• **MATERIAL PROVIDED**

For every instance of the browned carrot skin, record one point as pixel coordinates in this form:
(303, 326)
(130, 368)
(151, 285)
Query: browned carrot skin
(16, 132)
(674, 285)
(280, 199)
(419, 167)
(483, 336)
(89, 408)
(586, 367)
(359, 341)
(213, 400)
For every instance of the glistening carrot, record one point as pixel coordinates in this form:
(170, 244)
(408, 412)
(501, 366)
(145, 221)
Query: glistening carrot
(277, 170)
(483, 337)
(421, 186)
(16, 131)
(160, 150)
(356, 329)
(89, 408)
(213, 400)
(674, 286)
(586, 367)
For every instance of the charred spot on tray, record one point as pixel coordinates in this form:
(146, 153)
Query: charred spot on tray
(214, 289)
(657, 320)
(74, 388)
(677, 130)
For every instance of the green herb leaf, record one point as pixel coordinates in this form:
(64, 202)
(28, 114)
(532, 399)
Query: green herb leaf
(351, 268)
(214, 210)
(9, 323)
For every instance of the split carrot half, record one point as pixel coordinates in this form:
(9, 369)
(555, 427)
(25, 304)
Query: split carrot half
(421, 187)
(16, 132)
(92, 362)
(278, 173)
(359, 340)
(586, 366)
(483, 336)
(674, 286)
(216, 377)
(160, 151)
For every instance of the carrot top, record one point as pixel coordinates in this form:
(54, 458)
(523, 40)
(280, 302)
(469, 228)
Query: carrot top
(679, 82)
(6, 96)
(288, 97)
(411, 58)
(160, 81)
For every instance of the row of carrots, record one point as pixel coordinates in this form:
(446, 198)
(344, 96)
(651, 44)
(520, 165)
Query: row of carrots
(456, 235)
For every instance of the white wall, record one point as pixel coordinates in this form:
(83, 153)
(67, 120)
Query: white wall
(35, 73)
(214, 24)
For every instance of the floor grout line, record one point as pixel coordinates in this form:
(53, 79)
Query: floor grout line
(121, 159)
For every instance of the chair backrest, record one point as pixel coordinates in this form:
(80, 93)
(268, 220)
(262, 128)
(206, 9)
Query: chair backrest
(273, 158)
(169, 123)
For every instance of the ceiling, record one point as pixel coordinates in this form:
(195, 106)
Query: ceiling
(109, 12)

• **TO DO**
Pull out all lines from the listing that contain the string "record".

• **RESPONSE BELOW**
For every instance of the browned carrot skin, record one point as pixel coordinates in this form:
For every instance of the glistening carrot, record one point as pixel coordinates in this form:
For every instance of the charred spot on tray, record one point as pixel coordinates in this form:
For every instance of the green herb leaf, record one point as pixel coordinates in this form:
For every instance of the split carrot half, record one point as pixel coordinates in this form:
For every instance of the carrot top, record one point as pixel coordinates in this form:
For every instance of the row of carrots, record one point as pixel coordinates in this form:
For every instance of the white wall, record one point as pixel coordinates in this form:
For every instance of the floor grout line, record one point as pixel coordinates in this form:
For every instance of the chair backrest, record one point as pixel coordinates in this form:
For every instance of the ceiling, record one point as pixel coordinates in this form:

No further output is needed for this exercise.